----- Excerpted records -----
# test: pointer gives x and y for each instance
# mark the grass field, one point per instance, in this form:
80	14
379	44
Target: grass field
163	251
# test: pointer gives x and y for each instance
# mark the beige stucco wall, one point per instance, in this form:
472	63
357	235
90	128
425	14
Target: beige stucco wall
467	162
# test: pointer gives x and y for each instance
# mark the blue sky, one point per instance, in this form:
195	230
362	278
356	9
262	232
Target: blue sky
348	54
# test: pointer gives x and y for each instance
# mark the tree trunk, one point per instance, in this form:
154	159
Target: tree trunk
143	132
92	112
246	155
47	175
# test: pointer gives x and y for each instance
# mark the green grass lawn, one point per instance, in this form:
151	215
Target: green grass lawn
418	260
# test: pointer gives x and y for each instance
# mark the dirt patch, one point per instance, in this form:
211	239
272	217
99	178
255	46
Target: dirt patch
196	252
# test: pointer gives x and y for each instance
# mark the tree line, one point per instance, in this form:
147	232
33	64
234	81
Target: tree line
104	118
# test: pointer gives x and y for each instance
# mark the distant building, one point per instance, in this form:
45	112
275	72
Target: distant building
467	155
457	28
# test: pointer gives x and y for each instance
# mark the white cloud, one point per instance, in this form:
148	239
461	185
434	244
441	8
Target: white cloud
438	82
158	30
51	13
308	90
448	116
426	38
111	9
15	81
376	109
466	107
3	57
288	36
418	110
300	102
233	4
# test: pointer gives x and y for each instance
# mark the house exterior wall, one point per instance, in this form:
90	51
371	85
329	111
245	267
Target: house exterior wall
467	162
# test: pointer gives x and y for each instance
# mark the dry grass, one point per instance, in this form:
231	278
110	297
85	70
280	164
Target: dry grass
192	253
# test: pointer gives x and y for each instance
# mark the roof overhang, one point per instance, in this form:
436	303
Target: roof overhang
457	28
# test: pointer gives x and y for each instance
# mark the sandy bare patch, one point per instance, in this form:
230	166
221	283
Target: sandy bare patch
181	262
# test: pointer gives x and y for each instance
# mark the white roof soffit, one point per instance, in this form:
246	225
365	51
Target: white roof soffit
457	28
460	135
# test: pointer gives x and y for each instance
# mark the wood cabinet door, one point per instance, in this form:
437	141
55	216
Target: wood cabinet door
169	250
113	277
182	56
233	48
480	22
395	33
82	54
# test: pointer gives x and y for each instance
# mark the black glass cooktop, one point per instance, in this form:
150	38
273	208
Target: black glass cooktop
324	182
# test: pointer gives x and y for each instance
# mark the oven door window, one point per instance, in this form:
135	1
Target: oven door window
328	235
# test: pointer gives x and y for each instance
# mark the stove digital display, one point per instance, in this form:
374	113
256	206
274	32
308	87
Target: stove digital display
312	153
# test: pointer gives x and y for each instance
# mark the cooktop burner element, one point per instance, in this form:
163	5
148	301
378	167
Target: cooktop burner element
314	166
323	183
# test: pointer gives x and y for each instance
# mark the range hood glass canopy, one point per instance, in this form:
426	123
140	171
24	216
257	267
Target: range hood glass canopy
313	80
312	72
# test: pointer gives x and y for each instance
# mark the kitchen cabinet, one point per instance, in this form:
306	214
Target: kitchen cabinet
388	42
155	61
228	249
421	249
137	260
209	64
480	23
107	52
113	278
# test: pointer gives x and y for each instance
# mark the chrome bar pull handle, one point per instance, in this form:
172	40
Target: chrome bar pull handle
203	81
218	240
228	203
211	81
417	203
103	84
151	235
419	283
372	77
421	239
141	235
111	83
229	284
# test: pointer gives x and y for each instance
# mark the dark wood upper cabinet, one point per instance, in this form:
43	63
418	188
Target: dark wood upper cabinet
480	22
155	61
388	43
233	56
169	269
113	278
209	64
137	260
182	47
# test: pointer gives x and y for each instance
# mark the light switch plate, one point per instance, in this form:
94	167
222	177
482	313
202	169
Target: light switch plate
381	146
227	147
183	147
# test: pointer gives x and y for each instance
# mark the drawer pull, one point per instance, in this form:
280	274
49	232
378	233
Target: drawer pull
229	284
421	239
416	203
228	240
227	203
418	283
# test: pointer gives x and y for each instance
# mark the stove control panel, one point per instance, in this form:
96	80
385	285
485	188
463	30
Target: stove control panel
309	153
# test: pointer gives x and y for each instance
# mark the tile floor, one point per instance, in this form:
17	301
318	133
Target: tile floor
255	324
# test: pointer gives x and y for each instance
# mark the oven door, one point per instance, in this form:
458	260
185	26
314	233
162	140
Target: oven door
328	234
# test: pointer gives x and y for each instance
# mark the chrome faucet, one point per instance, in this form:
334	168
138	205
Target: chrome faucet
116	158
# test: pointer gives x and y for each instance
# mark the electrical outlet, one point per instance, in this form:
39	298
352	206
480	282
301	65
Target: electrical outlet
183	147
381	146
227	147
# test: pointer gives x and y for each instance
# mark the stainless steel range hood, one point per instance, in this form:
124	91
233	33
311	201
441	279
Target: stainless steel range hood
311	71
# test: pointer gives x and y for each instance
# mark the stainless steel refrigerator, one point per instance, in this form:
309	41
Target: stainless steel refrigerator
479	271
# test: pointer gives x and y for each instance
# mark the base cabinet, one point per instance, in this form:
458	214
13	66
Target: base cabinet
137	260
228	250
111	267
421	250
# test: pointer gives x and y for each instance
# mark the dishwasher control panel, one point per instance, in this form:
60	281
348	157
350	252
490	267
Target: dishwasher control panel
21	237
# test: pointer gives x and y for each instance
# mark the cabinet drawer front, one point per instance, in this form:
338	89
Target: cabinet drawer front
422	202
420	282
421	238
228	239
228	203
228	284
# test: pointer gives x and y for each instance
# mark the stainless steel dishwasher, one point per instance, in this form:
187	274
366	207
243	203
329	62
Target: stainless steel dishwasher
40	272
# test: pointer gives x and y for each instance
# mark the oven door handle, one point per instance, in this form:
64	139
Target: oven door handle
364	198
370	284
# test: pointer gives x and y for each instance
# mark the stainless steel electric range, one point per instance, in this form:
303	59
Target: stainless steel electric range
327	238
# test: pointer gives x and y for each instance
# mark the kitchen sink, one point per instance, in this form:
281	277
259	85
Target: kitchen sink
-----
- Work instruction
Reproduce each of the entries exactly, omitting none.

- Solution to this problem
# test: pointer gives x and y for each instance
# mark the grass field, one point per instance, in this form:
80	14
379	44
Target: grass field
163	251
# test: pointer gives x and y for each instance
# mark the beige stucco wall, one point per instance, in this form:
472	63
357	235
90	128
425	14
Target: beige stucco wall
467	162
# test: pointer gives x and y for each instance
# mark the blue sky, one point per instance, in this form:
195	230
362	278
356	9
262	232
Target: blue sky
348	54
# test: pointer gives x and y for each instance
# mark the tree trunk, one point per instance, in this form:
154	159
Target: tree trunk
143	132
92	112
246	155
47	175
# test: pointer gives x and y for each instance
# mark the green grass lawn, one point per instance, in this form:
151	215
Target: green grass lawn
418	260
# test: pointer gives x and y for each instance
# mark the dirt patch, one point per instance, in this form:
211	239
272	217
99	178
255	46
Target: dirt patch
196	252
# test: pointer gives x and y for each instance
# mark the tree line, one point per instance, in this form:
147	232
33	64
234	81
Target: tree line
104	118
# test: pointer gives x and y for each instance
# mark the distant building, one point per instance, in this form:
45	112
275	72
Target: distant building
467	155
457	28
# test: pointer gives x and y for each instance
# mark the white cloud, one point per instance, in this form:
148	239
461	185
434	244
441	8
Target: white cloud
438	82
158	30
51	13
308	90
448	116
426	38
111	9
15	81
376	109
466	107
3	57
288	36
418	110
300	102
233	4
# test: pointer gives x and y for each instance
# mark the house exterior wall, one point per instance, in this form:
90	51
371	85
329	111
245	267
Target: house exterior wall
467	162
# test: pointer gives x and y for each instance
# mark the dry grass, one point per instance, in this form:
231	278
110	297
85	70
280	164
Target: dry grass
192	253
# test: pointer gives x and y for each instance
# mark the roof overhang, one point per instance, in this form:
436	303
Target: roof overhang
457	28
# test: pointer gives x and y for each instance
# mark the sandy bare patch, one point per instance, in this form:
230	166
221	283
Target: sandy bare patch
181	262
# test: pointer gives x and y for each instance
# mark the white roof soffit, one point per instance, in this form:
246	225
365	51
Target: white roof soffit
457	28
460	135
# test: pointer gives x and y for each instance
# mark the wood cabinet door, one point per instance, in this form:
437	141
55	216
Target: wood cabinet door
169	250
113	277
182	56
233	48
480	22
395	33
82	54
# test: pointer gives x and y for each instance
# mark the black glass cooktop, one point per instance, in this form:
150	38
273	208
Target: black glass cooktop
324	182
# test: pointer gives x and y for each instance
# mark the oven door window, one point per instance, in this form:
135	1
Target: oven door window
328	235
# test: pointer gives x and y for each instance
# mark the stove digital display, one point per instance, in this form:
374	113
256	206
274	32
308	87
Target: stove digital display
312	153
# test: pointer gives x and y for each instance
# mark the cooktop burner element, one point per instance, in this form:
163	5
148	301
378	167
Target: cooktop burner element
314	166
323	183
# test: pointer gives x and y for each instance
# mark the range hood glass canopy, one point per instance, in this form:
426	123
140	171
24	216
257	267
Target: range hood glass canopy
313	80
312	72
# test: pointer gives x and y for each instance
# mark the kitchen cabinet, one point per instance, in this form:
306	214
Target: kitchen cabinet
388	42
155	61
228	249
421	249
137	260
209	64
480	23
107	52
113	278
# test: pointer gives x and y for each instance
# mark the chrome bar pull handle, one point per instance, in this form:
172	40
Target: chrome bar pull handle
203	81
218	240
228	203
211	81
417	203
103	84
151	235
419	283
372	77
421	239
141	235
111	83
229	284
# test: pointer gives x and y for each instance
# mark the dark wood upper cabinet, one point per instance, in this form:
43	63
418	188
Target: dark wood upper cabinet
480	22
155	61
388	43
233	56
169	269
113	278
209	64
137	260
182	47
# test: pointer gives x and y for each instance
# mark the light switch plate, one point per instance, in this form:
94	167
222	177
482	313
202	169
Target: light switch plate
381	146
227	147
183	147
# test: pointer gives x and y for each instance
# mark the drawer pull, one point per instance, in this form:
280	274
49	232
378	233
Target: drawer pull
229	284
421	239
416	203
228	240
227	203
418	283
# test: pointer gives x and y for each instance
# mark the stove control panel, one point per instance, in this form:
96	80
385	285
485	188
463	30
Target: stove control panel
309	153
# test: pointer gives x and y for each instance
# mark the tile floor, one point per instance, in this form:
17	301
318	133
Target: tile floor
255	324
# test: pointer gives x and y for each instance
# mark the oven door, one point per instance, in this form:
458	260
185	26
314	233
162	140
Target: oven door
328	234
# test: pointer gives x and y for each instance
# mark the chrome faucet, one point per instance, in this form:
334	168
138	205
Target: chrome faucet
116	158
# test: pointer gives x and y for each instance
# mark the electrical outlet, one point per instance, in this form:
39	298
352	206
480	282
301	65
Target: electrical outlet
183	147
381	146
227	147
# test: pointer gives x and y for each instance
# mark the stainless steel range hood, one point per instance, in this form:
124	91
233	33
311	201
441	279
Target: stainless steel range hood
311	71
# test: pointer gives x and y for each instance
# mark the stainless steel refrigerator, one point per instance, in this form:
309	41
Target: stainless steel refrigerator
479	271
# test: pointer gives x and y for each instance
# mark the base cabinet, one point per instance, in this form:
458	214
13	66
Target: base cabinet
137	260
228	250
111	267
421	250
# test: pointer gives x and y for each instance
# mark the dishwasher control panel, one point per instance, in this form:
60	281
348	157
350	252
490	267
Target: dishwasher control panel
21	237
# test: pointer gives x and y for each instance
# mark the cabinet drawer front, one point per instance, in this form:
338	89
Target: cabinet drawer front
422	202
420	282
421	238
228	239
228	203
228	284
# test: pointer gives x and y for each instance
# mark the stainless steel dishwasher, one point per instance, in this form:
187	274
366	207
243	203
329	62
Target: stainless steel dishwasher
40	272
# test: pointer gives x and y for each instance
# mark the oven door handle, one point per instance, in this form:
64	139
Target: oven door handle
364	198
370	284
# test: pointer gives x and y for each instance
# mark the stainless steel electric range, one point per instance, in this form:
303	59
Target: stainless steel electric range
327	238
# test: pointer gives x and y for each instance
# mark the kitchen sink, one point per instance, in this form:
281	277
259	85
Target: kitchen sink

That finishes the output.